PASSAGE TO READ:

# Why does battery chargers say not to plug into extension cords or power strips?



## Frijid (Feb 26, 2013)

I need to charge a set of batteries right now, but the manual says to plug the charger straight into the wall outlet. I'm afraid to do so, cause it's storming right now and i'm worried if i plug it straight into the wall, if their is a power surge, it may fry the charger. why can't i plug it into a surge protector?


----------



## Mr Happy (Feb 26, 2013)

Frijid said:


> why can't i plug it into a surge protector?



You can. There is no reason at all why not.


----------



## rc51mike (Feb 27, 2013)

I'll hazard a guess it's because the manufacturer does not want to be held responsible when someone's house burns down because it was actually a faulty extension cord that caused it. It is obviously a bigger concern plugging high draw things into low draw extensions but in this day and age...


----------



## Frijid (Mar 7, 2013)

I was more concerned about surge protectors, (perhaps i should have made the question more clearer) I'd like to plug my chargers into my APC UPS so that way it would be protected from brown noise, power spikes, surges, etc. when the power gets to high or to low, it will kick off of the main AC and run on the battery until the level comes back down to normal, then it goes back to the main AC lines. i don't want to cause a fire, yet i also don't want to damage my equipment. last night the power surged in my area and the transformer overloaded and shut down, and i had the charger plugged into the main line, and i was worried it would fry the batteries or the charger. i'd like to plug it into the UPS (it has 6 plug in's, 3 are to the battery and surge protector, and 3 are NOT to the battery, just the protector) 

Being hooked up to a surge protector, would the batteries still be able to fully charge, or would it cut down on the charging current the charger is putting out, meaning longer charge time and/or not being able to fully charge the batteries?


----------



## TEEJ (Mar 7, 2013)

I plug chargers into surge strips and never had a problem, if that helps.


----------



## StorminMatt (Mar 7, 2013)

GOALS:
A – Based on the forum thread, decide whether each statement agrees with it: (i) Mr Happy says a charger can be plugged into a surge protector; (ii) Frijid's UPS has eight plug-ins; (iii) TEEJ reports having problems after plugging chargers into surge strips. Answer yes or no for each, and quote the deciding words.
B – Write out the part of the forum thread starting at "Being hooked up" and ending at "if that helps.", word for word.
The listing is separate material with no connection to the forum thread.

MATERIAL PROVIDED:

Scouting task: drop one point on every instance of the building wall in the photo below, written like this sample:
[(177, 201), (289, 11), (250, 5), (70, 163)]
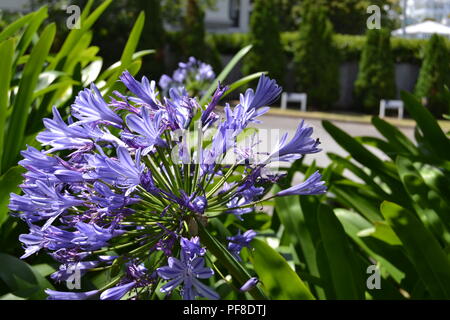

RESULTS FOR THE EXERCISE:
A –
(i) Yes: "You can. There is no reason at all why not."
(ii) No: "it has 6 plug in's"
(iii) No: "I plug chargers into surge strips and never had a problem"

B –
Being hooked up to a surge protector, would the batteries still be able to fully charge, or would it cut down on the charging current the charger is putting out, meaning longer charge time and/or not being able to fully charge the batteries?


----------



## TEEJ (Mar 7, 2013)

I plug chargers into surge strips and never had a problem, if that helps.